(Available data begins)

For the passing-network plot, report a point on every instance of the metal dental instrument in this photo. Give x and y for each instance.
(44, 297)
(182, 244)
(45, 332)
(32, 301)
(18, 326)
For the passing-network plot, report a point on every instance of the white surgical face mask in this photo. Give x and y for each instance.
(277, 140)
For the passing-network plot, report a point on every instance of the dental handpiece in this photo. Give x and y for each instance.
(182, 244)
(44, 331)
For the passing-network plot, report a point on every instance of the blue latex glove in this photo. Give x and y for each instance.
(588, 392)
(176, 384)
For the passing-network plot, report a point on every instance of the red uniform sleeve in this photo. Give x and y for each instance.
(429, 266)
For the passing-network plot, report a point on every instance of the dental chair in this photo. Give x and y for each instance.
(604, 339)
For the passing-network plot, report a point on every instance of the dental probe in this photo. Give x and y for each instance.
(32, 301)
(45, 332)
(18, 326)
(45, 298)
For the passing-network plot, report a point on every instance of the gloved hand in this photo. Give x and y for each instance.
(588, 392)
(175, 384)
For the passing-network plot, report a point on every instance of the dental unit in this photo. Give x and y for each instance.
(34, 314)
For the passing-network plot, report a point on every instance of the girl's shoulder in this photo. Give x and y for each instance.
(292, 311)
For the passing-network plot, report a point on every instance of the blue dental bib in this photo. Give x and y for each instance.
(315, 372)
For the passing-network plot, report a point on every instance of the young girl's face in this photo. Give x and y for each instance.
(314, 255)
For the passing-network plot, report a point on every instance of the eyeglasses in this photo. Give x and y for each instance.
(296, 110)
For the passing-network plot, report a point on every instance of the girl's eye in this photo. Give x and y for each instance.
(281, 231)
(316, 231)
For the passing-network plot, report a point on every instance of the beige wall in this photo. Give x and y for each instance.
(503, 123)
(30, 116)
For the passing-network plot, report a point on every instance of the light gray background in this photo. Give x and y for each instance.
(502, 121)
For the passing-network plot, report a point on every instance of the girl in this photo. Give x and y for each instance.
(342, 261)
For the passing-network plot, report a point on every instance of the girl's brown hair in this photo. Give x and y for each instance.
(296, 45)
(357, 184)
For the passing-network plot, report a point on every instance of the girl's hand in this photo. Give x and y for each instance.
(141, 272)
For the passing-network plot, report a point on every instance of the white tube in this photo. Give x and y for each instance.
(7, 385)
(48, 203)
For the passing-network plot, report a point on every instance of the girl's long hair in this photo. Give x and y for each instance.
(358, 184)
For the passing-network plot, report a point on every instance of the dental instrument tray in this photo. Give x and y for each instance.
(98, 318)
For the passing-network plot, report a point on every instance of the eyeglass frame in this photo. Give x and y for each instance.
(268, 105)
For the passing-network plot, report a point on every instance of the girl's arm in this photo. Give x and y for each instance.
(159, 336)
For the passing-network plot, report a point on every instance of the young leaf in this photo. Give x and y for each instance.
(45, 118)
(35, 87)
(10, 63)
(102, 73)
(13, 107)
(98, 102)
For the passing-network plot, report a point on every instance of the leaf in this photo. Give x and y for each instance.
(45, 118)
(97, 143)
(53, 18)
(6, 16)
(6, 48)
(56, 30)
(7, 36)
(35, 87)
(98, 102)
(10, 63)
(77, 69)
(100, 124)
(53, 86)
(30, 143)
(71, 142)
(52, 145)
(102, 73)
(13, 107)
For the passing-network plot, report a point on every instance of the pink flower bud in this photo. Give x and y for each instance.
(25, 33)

(Available data ends)

Problem statement » Set all of the data down again exactly.

Solution to the exercise »
For the passing-network plot, report a point on every instance of the metal dental instrument in this photo. Give x and y for each instance.
(44, 297)
(182, 244)
(45, 332)
(32, 301)
(18, 326)
For the passing-network plot, report a point on every instance of the white surgical face mask in this photo. Give x and y for each instance.
(277, 140)
For the passing-network plot, report a point on every instance of the dental handpiece in this photo. Give x and y for each instance.
(182, 244)
(44, 331)
For the passing-network plot, report a point on every instance of the blue latex glove in this photo. Give x and y for each instance.
(588, 392)
(176, 384)
For the passing-network plot, report a point on every instance of the red uniform sleeve in this photo. Give x and y for each instance.
(429, 266)
For the passing-network plot, report a point on every instance of the dental chair in this photo. Give x and y for each instance.
(604, 339)
For the passing-network plot, report a point on every instance of the dental probe in this photo. Give x and y for each instance.
(32, 301)
(45, 332)
(18, 326)
(45, 298)
For the passing-network plot, report a point on every instance of the gloved hand in this photo. Give x and y for each instance.
(588, 392)
(175, 384)
For the passing-network plot, report a point on every instance of the dental unit in this photo. Give x and y for each instance.
(34, 314)
For the passing-network plot, report a point on every instance of the girl's shoulder in this photo. Give x and y for each instance.
(292, 311)
For the passing-network plot, report a point on every instance of the blue dental bib in this photo. Give x and y for each instance.
(315, 372)
For the passing-network plot, report a point on every instance of the young girl's face in this photo. Give x and y for each instance.
(314, 255)
For the passing-network plot, report a point on every instance of the eyeglasses in this photo. Give x and y for each instance.
(296, 110)
For the passing-network plot, report a point on every instance of the girl's eye in this photo. Give x and y for each instance.
(281, 231)
(316, 231)
For the passing-network plot, report a point on every instance of the beige wall in this photo. Give x and y for each instance.
(503, 123)
(30, 116)
For the passing-network plot, report a point on every instance of the light gray background in this photo. Give x and y for each instance.
(502, 121)
For the passing-network plot, report a point on every instance of the girl in this photo. Give x and y for each instance.
(342, 261)
For the passing-network plot, report a point on every instance of the girl's brown hair in this photo. Give x and y for each instance.
(296, 45)
(357, 184)
For the passing-network plot, report a point on every instance of the girl's hand in this photo. Give x and y for each instance.
(141, 272)
For the passing-network plot, report a point on every instance of the white tube in this photo. Give x and y for each instance.
(7, 385)
(48, 203)
For the passing-network plot, report a point on every instance of the girl's long hair in this photo. Give x and y for each instance.
(358, 184)
For the passing-network plot, report a point on every instance of the dental instrument tray in this photo. Give x and y for each instance.
(98, 318)
For the passing-network plot, report a point on every instance of the eyeglass frame in this photo. Give x and y for each instance.
(268, 105)
For the passing-network plot, report a point on every instance of the girl's arm in this photo. Give x and y for each instance.
(159, 336)
For the passing-network plot, report a point on every instance of the young leaf in this photo. Give x and y for each instance.
(45, 118)
(35, 87)
(10, 63)
(102, 73)
(13, 107)
(98, 102)
For the passing-network plot, report a point on every instance of the leaf in this photo. Give x and y for each instance.
(45, 118)
(97, 143)
(53, 18)
(6, 16)
(6, 48)
(56, 30)
(7, 36)
(35, 87)
(98, 102)
(10, 63)
(77, 69)
(100, 124)
(53, 86)
(30, 143)
(71, 142)
(52, 145)
(102, 73)
(13, 107)
For the passing-network plot, report a point on every instance of the pink flower bud in this photo. Give x and y for each instance.
(25, 33)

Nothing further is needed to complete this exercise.